## Activity 1
In the records below, reproduce verbatim the stretch from the line containing "</instance>" through the end of the records.

## Selected excerpt
-------

Question

If x is 2 + root 3 then the value of x + 1/x is

Answer 1

Heya friend,
Here is the answer you were looking for:
$x = 2 + \sqrt{3} \\ \\ \frac{1}{x} = \frac{1}{2 + \sqrt{3} }$

On rationalizing the denominator we get,

$\frac{1}{x} = \frac{1}{2 + \sqrt{3} } \times \frac{2 - \sqrt{3} }{2 - \sqrt{3} }$

Using the identity :

$(x + y)(x - y) = {x}^{2} - {y}^{2}$

$\frac{1}{x} = \frac{2 - \sqrt{3} }{ {(2)}^{2} - {( \sqrt{3} )}^{2} } \\ \\ \frac{1}{x} = \frac{2 - \sqrt{3} }{4 - 3} \\ \\ \frac{1}{x} = 2 - \sqrt{3} \\ \\ = x + \frac{1}{x}$
Putting the values :


$x + \frac{1}{x} = (2 + \sqrt{3} ) + (2 - \sqrt{3} ) \\ \\ x + \frac{1}{x} = 2 + \sqrt{3} + 2 - \sqrt{3} \\ \\ x + \frac{1}{x} = 4$


Hope this helps!!

-------

## Records supplied

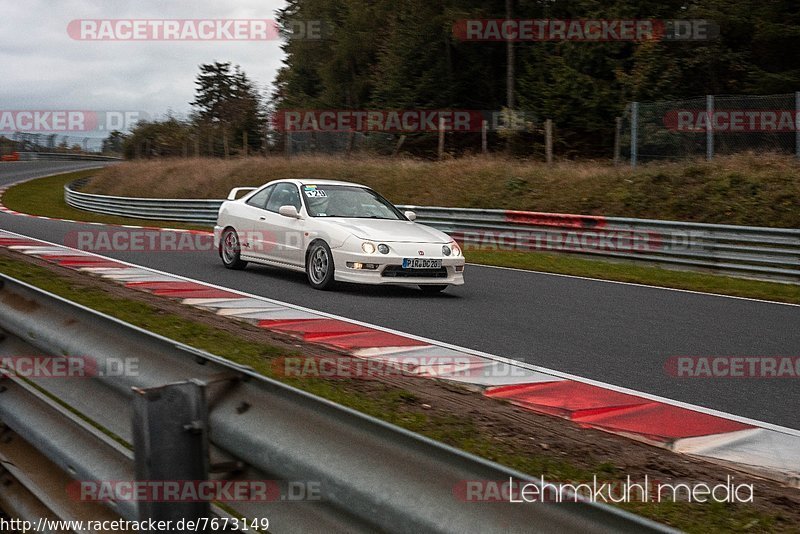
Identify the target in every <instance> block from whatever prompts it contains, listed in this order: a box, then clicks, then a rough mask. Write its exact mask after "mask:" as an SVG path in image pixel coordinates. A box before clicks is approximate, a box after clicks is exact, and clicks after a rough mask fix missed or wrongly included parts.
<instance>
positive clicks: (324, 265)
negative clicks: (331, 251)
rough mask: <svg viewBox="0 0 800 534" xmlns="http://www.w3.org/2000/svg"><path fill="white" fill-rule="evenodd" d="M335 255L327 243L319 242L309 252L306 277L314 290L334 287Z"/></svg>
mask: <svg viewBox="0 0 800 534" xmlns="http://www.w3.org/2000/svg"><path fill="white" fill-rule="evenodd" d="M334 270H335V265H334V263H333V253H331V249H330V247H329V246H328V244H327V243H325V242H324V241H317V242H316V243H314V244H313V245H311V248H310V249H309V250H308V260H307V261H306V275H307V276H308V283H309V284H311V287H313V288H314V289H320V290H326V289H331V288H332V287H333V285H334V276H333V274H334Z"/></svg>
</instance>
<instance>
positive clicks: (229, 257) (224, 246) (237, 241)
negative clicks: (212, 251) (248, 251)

-------

## Activity 2
Write out word for word the stretch of the x + 1/x solution above from "Using the identity" through "Hope this helps!!".

## Written reply 1
</instance>
<instance>
positive clicks: (229, 257) (224, 246) (237, 241)
negative clicks: (212, 251) (248, 251)

## Written reply 2
Using the identity :

$(x + y)(x - y) = {x}^{2} - {y}^{2}$

$\frac{1}{x} = \frac{2 - \sqrt{3} }{ {(2)}^{2} - {( \sqrt{3} )}^{2} } \\ \\ \frac{1}{x} = \frac{2 - \sqrt{3} }{4 - 3} \\ \\ \frac{1}{x} = 2 - \sqrt{3} \\ \\ = x + \frac{1}{x}$
Putting the values :


$x + \frac{1}{x} = (2 + \sqrt{3} ) + (2 - \sqrt{3} ) \\ \\ x + \frac{1}{x} = 2 + \sqrt{3} + 2 - \sqrt{3} \\ \\ x + \frac{1}{x} = 4$


Hope this helps!!